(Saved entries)

—————

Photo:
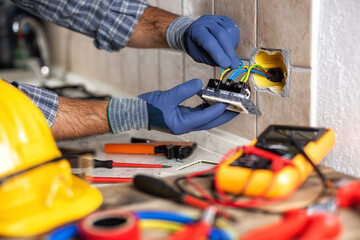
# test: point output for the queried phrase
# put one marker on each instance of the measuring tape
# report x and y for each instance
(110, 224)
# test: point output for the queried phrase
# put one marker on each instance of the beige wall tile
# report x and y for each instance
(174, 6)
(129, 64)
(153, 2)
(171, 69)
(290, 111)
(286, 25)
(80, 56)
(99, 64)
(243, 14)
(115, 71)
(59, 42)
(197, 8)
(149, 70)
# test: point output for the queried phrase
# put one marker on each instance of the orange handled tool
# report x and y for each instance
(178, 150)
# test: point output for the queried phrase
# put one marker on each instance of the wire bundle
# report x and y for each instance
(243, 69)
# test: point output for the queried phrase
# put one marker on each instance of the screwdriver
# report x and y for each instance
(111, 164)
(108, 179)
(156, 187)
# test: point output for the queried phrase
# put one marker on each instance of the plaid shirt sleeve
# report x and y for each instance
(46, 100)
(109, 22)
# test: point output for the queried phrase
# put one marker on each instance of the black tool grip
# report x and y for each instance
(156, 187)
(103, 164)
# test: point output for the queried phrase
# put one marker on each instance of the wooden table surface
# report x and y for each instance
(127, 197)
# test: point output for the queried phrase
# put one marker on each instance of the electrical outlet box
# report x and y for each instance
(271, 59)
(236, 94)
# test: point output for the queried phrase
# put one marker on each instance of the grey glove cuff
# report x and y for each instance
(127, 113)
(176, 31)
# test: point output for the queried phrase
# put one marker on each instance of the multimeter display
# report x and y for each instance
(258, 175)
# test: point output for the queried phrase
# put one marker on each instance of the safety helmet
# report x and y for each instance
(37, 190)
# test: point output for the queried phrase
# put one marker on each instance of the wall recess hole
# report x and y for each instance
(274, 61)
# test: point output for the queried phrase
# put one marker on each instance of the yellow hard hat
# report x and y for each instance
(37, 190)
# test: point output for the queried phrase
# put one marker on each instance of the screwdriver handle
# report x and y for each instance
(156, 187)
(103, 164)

—————

## WHAT IS NEEDED
A faithful copy of every entry is needed, omitting each image.

## COMPLETED EXERCISE
Photo:
# test: point output for the queried phrase
# put one marker on each instance of the measuring tape
# report x and y for each instance
(110, 224)
# test: point output for the queried phrase
# put one marker on each instance of the beige wall tile
# report x and y for each instance
(174, 6)
(129, 64)
(153, 2)
(171, 69)
(290, 111)
(286, 25)
(80, 56)
(99, 64)
(243, 14)
(115, 71)
(59, 42)
(197, 8)
(149, 70)
# test: point output for the queried phrase
# put one marker on each instance of the orange handled tool
# report x and y for each instance
(178, 150)
# test: point output for the queried phrase
# put one marker on each instance of the wire bundle
# report x and y for each instance
(243, 69)
# test: point output for the queried phrase
# put one marker on each instance of the screwdriver
# report x and y for each instance
(111, 164)
(108, 179)
(156, 187)
# test: point output for the queried phrase
# put one marker on each instance of the plaid shirt sleeve
# report x and y for each instance
(46, 100)
(109, 22)
# test: point output for the queried phrase
# put one marker on each instance of the black tool grip
# report x and y for each instance
(156, 187)
(103, 164)
# test: point output for the queried phrase
# put one marker on each instance of the wooden table surface
# report x and y for each instance
(127, 197)
# test: point output for the queried phrase
# put one marker on each instance of the electrical outlet box
# report x and y for each instance
(271, 59)
(236, 94)
# test: point output for the queried phrase
# put one marker on each instance of the grey glove cuff
# report x and y for each instance
(127, 113)
(176, 31)
# test: point output for the queried phrase
# put one marker on each instance of the multimeter display
# report x and y for each instance
(258, 175)
# test: point output for the queried phrase
# put one marker on each instance of the safety helmet
# report x and y for each instance
(37, 190)
# test: point output for the queried phrase
# put one marker on each instance of the wall recess hole
# report x and y for each instance
(274, 61)
# test: point output for the queried phrase
# put one marker on each instance of the yellow hard hat
# report x and y for each instance
(37, 190)
# test: point output for the queried phrase
# put one marker on each instance of the screwdriver handle
# report x and y for each instance
(156, 187)
(103, 164)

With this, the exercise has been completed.